Vérifier sa compréhension:
A) Dans l'entretien sur la rétention et le droit d'asile, de combien la pression migratoire a-t-elle baissé entre 2016 et 2017 ?
B) Poursuivez l'entretien sur la rétention et le droit d'asile à partir de sa dernière phrase.

----- Extrait choisi -----

Les sénateurs se sont finalement alignés sur la décision de limiter à 90 jours l’augmentation de la durée de rétention administrative…

Christophe Deltombe C’est de toute façon une aberration quand on sait, au regard des chiffres, qu’au bout de quinze jours on ne procède plus au renvoi de la personne étrangère. C’est, en réalité, une façon d’utiliser la rétention comme une prison visant à sanctionner à titre préventif.

Que penser alors de la proposition du président de la République de créer des « centres fermés » au sein de l’Union européenne pour trier les demandeurs d’asile ?

Christophe Deltombe Cela revient à multiplier les hotspots, comme ceux déjà créés en Grèce et en Italie, dont le Haut Commissariat aux réfugiés a déjà dénoncé l’aspect détentionnaire. On va retenir des gens parce qu’ils demandent l’asile ! C’est absolument contraire à la convention de Genève et même au droit français.(...)

le traitement des demandes d’asile passe par une harmonisation du droit au niveau européen. On voit bien l’échec du règlement de Dublin. Mais il faut que ce soit pris par le haut, en prenant en considération les aspirations de la personne qui souhaite trouver refuge dans tel ou tel pays selon qu’il en parle la langue, qu’il y ait de la famille ou des relais amicaux. La logique actuelle est à l’inverse. La considération pour l’humain est complètement oubliée.(...)

L’hypocrisie domine à tous les étages. La fameuse pression migratoire brandie par les dirigeants européens a baissé de plus de 25 % entre 2016 et 2017. Il n’y a pas de crise migratoire, mais plutôt une crise de l’accueil et de la solidarité européenne. Tout cela rend insupportables les discours sur la submersion tenus par Gérard Collomb pour soutenir son projet de loi. (...)

----- Données fournies -----

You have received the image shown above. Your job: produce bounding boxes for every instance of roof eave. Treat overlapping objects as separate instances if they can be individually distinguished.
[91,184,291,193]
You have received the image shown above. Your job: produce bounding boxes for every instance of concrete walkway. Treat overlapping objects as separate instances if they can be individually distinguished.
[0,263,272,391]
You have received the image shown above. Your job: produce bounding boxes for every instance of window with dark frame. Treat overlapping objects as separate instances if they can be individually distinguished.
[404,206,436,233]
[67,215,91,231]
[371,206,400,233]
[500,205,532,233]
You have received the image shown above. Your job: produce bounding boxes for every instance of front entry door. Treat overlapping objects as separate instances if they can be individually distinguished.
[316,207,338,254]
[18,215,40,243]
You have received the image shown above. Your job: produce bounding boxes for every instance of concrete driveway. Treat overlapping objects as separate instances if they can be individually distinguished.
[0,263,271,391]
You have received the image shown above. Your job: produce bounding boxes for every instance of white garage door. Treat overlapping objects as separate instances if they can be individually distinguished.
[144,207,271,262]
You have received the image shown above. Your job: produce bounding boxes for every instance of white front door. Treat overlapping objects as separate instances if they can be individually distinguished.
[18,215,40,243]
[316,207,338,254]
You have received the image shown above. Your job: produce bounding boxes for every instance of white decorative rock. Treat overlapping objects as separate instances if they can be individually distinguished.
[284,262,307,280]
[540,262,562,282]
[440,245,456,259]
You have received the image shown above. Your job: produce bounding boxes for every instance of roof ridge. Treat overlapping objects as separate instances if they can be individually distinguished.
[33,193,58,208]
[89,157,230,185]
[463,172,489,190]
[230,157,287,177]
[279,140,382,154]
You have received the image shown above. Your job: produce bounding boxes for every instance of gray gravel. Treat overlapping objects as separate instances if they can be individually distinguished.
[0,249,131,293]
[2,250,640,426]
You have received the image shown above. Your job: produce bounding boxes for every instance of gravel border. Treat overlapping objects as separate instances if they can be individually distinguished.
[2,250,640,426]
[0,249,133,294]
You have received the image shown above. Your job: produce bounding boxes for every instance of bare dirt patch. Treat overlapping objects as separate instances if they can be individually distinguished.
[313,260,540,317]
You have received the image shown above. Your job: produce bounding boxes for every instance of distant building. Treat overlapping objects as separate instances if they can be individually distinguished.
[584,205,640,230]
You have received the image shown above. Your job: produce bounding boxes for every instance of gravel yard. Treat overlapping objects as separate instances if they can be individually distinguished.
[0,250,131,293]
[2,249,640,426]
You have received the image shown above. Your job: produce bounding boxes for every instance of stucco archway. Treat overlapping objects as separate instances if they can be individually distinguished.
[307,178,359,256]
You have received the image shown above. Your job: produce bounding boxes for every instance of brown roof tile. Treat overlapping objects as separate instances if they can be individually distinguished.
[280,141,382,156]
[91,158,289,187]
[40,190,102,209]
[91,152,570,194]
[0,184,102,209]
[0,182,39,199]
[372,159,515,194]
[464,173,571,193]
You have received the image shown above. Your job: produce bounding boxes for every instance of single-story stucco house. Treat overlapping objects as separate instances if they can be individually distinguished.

-----

Réponses par consigne:
A) De plus de 25 %.

B)
Si l’extrême droite est aujourd’hui au pouvoir en Italie, la politique de la France à la frontière franco-italienne y est pour beaucoup. Les pays membres de l’Union européenne ont laissé seule l’Italie, ces dernières années, prendre en charge l’afflux de réfugiés. Ils n’ont pas entendu les appels à la solidarité des Italiens. Quand, après cela, on se positionne en donneur de leçon sur l’affaire de l’Aquarius, j’ai du mal à comprendre. Le comportement de la France à l’égard des solidaires est d’ailleurs parlant quand on considère que le délit de solidarité n’a pas été abrogé lors des débats parlementaires sur le projet de loi asile-immigration. (...)

Le gouvernement français pense que pour éviter l’accession au pouvoir de Le Pen, il faut faire du lepénisme. Il faut au contraire, pour faire évoluer l’opinion publique, en finir avec les discours mensongers et le dénigrement. Quand on laisse délibérément pourrir la situation dans des campements de fortune à Paris, on le fait pour faire de l’étranger une personne rebutante, sale, malade et dangereuse(...)

La Cimade est présente dans les lieux où l’on enferme des étrangers depuis 1939. Ses équipes analysent les mesures liées à l’asile pour fournir le meilleur accompagnement possible aux personnes concernées mais également pour interpeller les dirigeants sur le fait qu’un étranger est d’abord une personne humaine qui a sa dignité et ses droits. C’est malheureusement une vision mise, aujourd’hui, en péril par les politiques menées aux niveaux national comme international.